Exercise set |
A – Retype the part of the Michigan City fire article from "Fire guts Michigan" up to and including "City Fire Department.".
B – According to the Michigan City fire article, at what time was the fire brought under control?
C – Can you shorten the paragraph of the Michigan City fire article that begins "The woman was taken to Franciscan Health" while keeping its main facts?
### Excerpt
Fire guts Michigan City apartments

December 5, 2018 GMT

MICHIGAN CITY – When Michigan City Police officers arrived at a fire near 10th Street and Michigan Boulevard early Monday, the smoke was so thick they couldn’t tell which building was burning.

The wind didn’t help either, blowing smoke around and fanning the flames, which eventually gutted the building, according to the Michigan City Fire Department.

Two people were injured and four officers were treated for smoke inhalation. Those officers were first on the scene.

“Upon arrival, we observed smoke coming from a building, however due to the amount of smoke we could not determine which building the smoke was coming from,” one officer said in the police report.


“The smoke was so thick as we walked around the building, we couldn’t see in front of us and our flashlights were useless,” another officer said in the report. They walked around the building and saw the second floor of 720 E. 10th St. “completely engulfed in flames.”

Officers tried to get closer to determine if anyone was still inside, but “for officer safety we decided we should not enter the residence as debris was falling all around us. At this point, the smoke outside the building was beginning to completely surround us. ... we decided to step away from the residence until the fire department arrived.”

Minutes later, firefighters arrived after receiving multiple 911 calls around 12:40 a.m., according to MCFD spokesman Tony Drzewiecki.

Multiple units were on the scene in minutes and found “heavy smoke and flames visible from the second floor and first-floor back apartments,” he said.

The building had four apartments and firefighters confirmed “all residents were out of the structure and responding engine companies started fire suppression tactics quickly,” Drzewiecki said.

But strong winds hampered early firefighting efforts, he said, and helped the fire “spread very quickly.”

Police said the first person they saw was a man standing near the building.

“We could barely see the subject due to the smoke, however large flames were shooting from the building near him. ... he said he believed he had family inside the building ... I advised him we were going to attempt to make entry but couldn’t use this entrance due to the large amounts of smoke and flames coming out of it.

“As we walked towards the road, parts of the roof that were on fire began falling around us and ... a large piece of the building struck the ground directly behind me,” one officer said in the report.


They went to the front of the building but could not enter there either because of heavy smoke coming from that entrance.

They saw a man and woman in front of the home and told them they had to leave. The woman could not walk so officers carried her across the street, the report said.

The woman was taken to Franciscan Health Michigan City with injuries “believed to be from a fall when evacuating the structure from the second floor,” Drzewiecki said. Police said she suffered a possible pelvic fracture and several fractured vertebrae.

Another man suffered a lung contusion, according to police.

Administrator Andrew McGuire said La Porte County EMS was originally told there were five people injured, but once they arrived on scene, only two were transported.

The officers were also treated at Franciscan for smoke inhalation.

“All four of us were having difficultly breathing due to the heavy smoke and being close to the flames,” an officer said in the report. “We were advised we needed to go to the hospital for medical evaluation. We were all cleared after a breathing treatment and oxygen.”

The fire was brought under control about 2:24 a.m., Drzewiecki said. After suppression efforts were complete, “the building was partially demolished due to the possible collapse of the back of the building.”

On Tuesday, he said the cause remains under investigation by Fire Marshal Kyle Kazmierczak, though the on-site investigation is complete. “The investigation will be conducted with the residents and the holdup is we have one of the residents presently in the hospital at South Bend.”

According to police, Kazmierczak said the nature of the fire is undetermined but it “started under suspicious circumstances.”

The building, totally destroyed by the fire, is scheduled for demolition on Wednesday, according to Drzewiecki. “The concern is for the safety of residents in the area.”

The American Red Cross will be assisting residents who were displaced, he said.

Smoke detectors were present and working in all of the apartments, and alerted residents to the smoke and fire, he said.
######
### Dataset entries
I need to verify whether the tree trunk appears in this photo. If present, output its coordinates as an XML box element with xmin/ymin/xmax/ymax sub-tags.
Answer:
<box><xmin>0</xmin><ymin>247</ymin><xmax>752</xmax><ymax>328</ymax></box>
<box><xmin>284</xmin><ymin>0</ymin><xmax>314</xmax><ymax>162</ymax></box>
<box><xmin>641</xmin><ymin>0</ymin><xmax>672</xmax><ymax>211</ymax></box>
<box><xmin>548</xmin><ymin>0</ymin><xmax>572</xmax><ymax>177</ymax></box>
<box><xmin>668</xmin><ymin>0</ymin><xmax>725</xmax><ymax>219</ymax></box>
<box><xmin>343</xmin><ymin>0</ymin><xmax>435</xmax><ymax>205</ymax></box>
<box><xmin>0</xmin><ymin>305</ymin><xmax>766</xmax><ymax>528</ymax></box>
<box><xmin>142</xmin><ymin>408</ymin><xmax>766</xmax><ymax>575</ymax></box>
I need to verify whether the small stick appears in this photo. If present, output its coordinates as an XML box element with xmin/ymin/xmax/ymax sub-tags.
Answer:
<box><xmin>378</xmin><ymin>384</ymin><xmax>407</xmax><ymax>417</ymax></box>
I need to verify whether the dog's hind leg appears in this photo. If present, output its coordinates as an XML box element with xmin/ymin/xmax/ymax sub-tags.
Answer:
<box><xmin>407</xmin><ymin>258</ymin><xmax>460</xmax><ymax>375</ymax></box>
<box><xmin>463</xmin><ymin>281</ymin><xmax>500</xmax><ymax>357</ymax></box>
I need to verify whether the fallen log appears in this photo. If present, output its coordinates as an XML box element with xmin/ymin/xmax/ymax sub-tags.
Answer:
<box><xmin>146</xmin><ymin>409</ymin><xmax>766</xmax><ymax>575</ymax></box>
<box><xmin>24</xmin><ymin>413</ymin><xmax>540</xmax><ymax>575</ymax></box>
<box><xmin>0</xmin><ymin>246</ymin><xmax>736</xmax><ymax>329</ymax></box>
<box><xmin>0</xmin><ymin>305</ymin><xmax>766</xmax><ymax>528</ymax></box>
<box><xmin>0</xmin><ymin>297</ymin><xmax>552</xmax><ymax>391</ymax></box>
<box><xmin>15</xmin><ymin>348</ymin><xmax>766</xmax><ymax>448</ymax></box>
######
Answers |
A –
Fire guts Michigan City apartments

December 5, 2018 GMT

MICHIGAN CITY – When Michigan City Police officers arrived at a fire near 10th Street and Michigan Boulevard early Monday, the smoke was so thick they couldn’t tell which building was burning.

The wind didn’t help either, blowing smoke around and fanning the flames, which eventually gutted the building, according to the Michigan City Fire Department.

B – About 2:24 a.m.

C – The woman was taken to Franciscan Health Michigan City with injuries believed to come from a fall while evacuating from the second floor. Police said she had a possible pelvic fracture and several fractured vertebrae.